> _Task directions_
Please report how many lines in the records below contain the string "fabric", matching case exactly, and give only the number.

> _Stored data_
*-*-*
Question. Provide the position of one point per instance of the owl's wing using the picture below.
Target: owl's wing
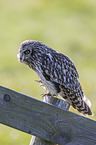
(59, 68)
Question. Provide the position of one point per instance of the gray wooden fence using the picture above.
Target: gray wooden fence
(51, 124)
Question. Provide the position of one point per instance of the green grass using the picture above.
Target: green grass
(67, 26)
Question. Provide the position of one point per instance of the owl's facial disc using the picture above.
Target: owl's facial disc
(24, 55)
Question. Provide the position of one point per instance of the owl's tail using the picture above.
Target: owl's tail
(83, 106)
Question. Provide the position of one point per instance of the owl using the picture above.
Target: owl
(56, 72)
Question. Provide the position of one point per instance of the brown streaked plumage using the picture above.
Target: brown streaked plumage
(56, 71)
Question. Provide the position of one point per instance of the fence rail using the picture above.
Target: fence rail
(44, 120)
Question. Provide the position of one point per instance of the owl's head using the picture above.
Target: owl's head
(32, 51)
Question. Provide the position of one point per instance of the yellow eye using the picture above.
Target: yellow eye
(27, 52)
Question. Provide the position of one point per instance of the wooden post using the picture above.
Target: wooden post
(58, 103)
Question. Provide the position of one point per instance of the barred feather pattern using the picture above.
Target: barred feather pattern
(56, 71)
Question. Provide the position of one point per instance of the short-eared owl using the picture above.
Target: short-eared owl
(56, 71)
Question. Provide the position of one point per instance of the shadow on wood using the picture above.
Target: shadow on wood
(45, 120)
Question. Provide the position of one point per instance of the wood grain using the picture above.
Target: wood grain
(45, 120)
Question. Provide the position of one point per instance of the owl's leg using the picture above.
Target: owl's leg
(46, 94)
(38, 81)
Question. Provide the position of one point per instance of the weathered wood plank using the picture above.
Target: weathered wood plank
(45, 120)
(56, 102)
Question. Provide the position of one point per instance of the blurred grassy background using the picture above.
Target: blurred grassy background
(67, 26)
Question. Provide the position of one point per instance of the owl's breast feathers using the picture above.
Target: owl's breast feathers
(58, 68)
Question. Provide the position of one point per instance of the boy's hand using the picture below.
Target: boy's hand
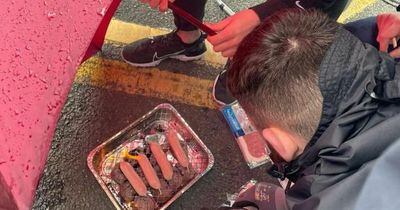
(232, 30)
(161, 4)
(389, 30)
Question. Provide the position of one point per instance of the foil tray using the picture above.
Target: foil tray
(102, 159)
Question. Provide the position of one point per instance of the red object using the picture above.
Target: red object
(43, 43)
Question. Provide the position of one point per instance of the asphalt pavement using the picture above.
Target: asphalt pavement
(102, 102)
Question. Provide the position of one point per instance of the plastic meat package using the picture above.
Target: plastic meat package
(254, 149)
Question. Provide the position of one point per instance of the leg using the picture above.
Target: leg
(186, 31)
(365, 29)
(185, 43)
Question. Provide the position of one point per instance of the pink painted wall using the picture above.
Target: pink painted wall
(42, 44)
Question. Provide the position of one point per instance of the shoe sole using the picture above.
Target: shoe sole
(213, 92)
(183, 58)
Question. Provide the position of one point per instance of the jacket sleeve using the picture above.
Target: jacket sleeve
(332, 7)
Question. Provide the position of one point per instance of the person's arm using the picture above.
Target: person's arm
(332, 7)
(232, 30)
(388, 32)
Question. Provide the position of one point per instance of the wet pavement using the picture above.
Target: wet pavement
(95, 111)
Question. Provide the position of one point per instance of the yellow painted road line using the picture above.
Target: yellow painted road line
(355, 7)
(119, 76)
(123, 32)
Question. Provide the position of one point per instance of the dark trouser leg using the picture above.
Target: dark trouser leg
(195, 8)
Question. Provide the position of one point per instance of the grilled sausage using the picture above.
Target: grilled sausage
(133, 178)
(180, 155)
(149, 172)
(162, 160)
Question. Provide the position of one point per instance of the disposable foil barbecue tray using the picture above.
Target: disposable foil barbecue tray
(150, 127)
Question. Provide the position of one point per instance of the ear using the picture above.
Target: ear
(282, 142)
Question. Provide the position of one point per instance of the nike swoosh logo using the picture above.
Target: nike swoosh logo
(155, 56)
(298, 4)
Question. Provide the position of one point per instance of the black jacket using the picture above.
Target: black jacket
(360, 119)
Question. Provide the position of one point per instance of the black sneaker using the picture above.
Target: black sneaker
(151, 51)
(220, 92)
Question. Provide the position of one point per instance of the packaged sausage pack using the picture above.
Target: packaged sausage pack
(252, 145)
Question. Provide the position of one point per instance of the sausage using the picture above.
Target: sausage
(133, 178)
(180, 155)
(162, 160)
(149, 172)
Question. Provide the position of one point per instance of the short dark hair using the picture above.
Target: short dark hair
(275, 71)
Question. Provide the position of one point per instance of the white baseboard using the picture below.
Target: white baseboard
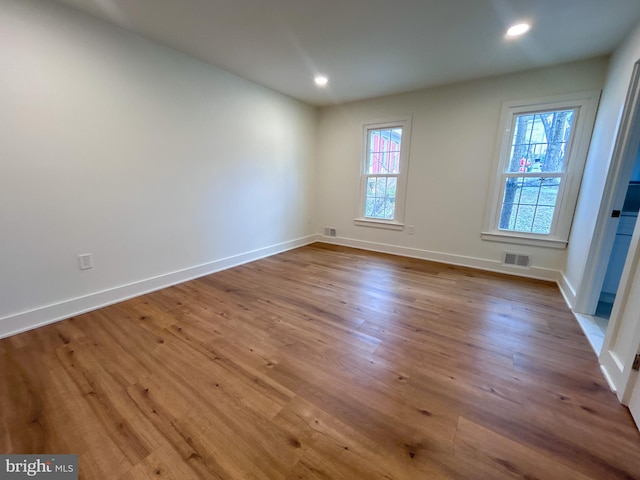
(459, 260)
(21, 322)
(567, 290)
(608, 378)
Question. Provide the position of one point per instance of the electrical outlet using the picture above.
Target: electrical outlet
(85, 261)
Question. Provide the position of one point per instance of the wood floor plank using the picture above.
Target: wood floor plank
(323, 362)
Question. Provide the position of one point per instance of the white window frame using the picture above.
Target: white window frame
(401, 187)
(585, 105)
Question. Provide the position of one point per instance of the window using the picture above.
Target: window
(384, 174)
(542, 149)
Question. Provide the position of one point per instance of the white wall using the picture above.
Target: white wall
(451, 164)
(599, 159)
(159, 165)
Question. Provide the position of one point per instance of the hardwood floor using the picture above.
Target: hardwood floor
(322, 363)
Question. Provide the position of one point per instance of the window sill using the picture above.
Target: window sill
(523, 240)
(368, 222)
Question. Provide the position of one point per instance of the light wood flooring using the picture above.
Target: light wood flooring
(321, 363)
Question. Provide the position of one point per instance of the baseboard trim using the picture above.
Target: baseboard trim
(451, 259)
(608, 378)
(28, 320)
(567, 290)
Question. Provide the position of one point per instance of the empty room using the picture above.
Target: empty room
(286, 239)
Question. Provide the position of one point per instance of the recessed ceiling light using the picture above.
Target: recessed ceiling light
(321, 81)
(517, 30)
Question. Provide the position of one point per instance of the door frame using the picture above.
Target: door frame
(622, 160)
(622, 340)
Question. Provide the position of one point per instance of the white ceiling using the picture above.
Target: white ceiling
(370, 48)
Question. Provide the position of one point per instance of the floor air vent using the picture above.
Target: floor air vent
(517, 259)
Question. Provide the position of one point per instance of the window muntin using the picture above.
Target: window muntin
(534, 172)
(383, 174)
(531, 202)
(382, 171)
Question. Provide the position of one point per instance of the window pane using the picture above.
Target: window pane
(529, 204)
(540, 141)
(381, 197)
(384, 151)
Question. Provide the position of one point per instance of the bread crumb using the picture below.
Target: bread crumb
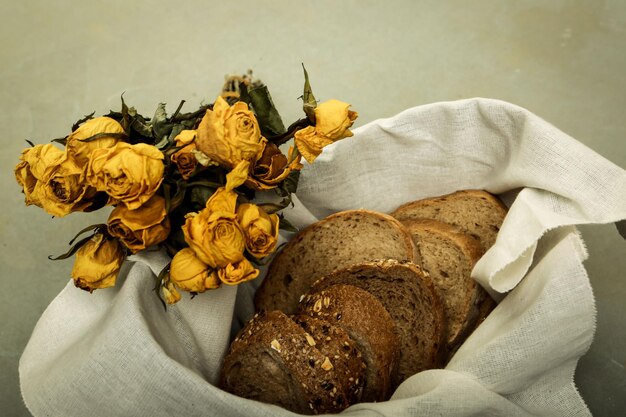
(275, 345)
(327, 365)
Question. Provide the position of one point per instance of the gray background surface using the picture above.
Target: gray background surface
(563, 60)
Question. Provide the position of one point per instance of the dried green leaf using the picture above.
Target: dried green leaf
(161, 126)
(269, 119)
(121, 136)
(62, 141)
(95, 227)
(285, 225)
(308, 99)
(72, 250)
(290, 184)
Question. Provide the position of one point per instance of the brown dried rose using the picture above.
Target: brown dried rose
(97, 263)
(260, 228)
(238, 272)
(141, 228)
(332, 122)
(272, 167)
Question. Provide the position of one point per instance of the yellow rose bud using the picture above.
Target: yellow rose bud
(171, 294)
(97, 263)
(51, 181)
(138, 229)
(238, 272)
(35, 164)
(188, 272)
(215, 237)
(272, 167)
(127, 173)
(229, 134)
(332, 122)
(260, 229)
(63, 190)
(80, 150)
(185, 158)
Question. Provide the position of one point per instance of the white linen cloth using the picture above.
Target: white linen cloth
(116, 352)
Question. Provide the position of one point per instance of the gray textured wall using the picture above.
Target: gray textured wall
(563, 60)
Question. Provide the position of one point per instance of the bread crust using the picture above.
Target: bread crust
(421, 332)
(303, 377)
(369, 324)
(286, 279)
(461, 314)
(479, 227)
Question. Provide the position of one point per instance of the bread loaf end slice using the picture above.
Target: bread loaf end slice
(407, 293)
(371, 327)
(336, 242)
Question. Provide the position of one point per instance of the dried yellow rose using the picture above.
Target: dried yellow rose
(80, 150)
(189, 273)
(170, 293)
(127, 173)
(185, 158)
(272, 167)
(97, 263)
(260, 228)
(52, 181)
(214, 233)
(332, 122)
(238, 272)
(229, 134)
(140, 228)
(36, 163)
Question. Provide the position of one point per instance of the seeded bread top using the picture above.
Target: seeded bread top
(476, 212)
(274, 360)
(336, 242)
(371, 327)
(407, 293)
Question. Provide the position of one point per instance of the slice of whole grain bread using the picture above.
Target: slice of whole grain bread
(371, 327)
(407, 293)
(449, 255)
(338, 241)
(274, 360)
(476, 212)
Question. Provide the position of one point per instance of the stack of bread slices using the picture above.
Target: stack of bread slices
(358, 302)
*-*-*
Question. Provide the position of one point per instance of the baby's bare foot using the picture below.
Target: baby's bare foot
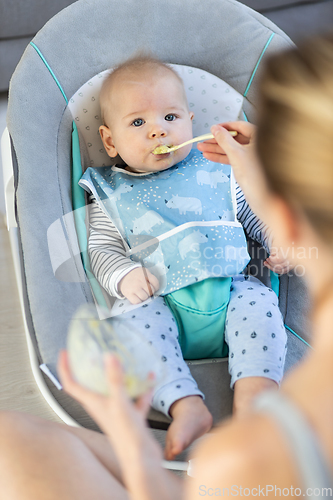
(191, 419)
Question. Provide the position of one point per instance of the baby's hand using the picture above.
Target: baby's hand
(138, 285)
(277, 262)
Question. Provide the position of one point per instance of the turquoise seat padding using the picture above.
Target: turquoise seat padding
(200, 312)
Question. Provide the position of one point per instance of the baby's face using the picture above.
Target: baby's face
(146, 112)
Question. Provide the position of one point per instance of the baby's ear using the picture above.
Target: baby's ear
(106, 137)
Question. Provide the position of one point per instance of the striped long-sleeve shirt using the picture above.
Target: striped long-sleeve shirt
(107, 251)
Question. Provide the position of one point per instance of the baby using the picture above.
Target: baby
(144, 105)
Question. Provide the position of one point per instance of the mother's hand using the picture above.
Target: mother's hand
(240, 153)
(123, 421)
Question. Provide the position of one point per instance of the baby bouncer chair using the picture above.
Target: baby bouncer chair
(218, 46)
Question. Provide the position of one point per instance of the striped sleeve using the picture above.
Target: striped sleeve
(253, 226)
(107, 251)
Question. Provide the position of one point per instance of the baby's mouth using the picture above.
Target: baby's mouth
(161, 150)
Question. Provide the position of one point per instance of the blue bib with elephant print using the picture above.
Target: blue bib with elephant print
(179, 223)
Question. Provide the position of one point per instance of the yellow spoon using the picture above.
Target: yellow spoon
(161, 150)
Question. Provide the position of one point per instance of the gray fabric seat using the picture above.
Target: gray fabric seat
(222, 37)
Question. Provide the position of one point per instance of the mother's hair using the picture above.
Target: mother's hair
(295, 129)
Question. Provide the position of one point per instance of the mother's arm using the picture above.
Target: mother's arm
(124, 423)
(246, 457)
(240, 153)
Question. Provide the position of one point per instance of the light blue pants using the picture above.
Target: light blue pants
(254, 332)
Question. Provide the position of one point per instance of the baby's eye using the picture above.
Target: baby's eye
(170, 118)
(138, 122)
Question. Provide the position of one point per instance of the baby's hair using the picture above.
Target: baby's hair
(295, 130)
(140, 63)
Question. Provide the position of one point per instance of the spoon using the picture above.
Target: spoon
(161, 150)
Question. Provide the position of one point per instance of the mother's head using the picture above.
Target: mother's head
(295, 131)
*-*-*
> _Solved problem_
2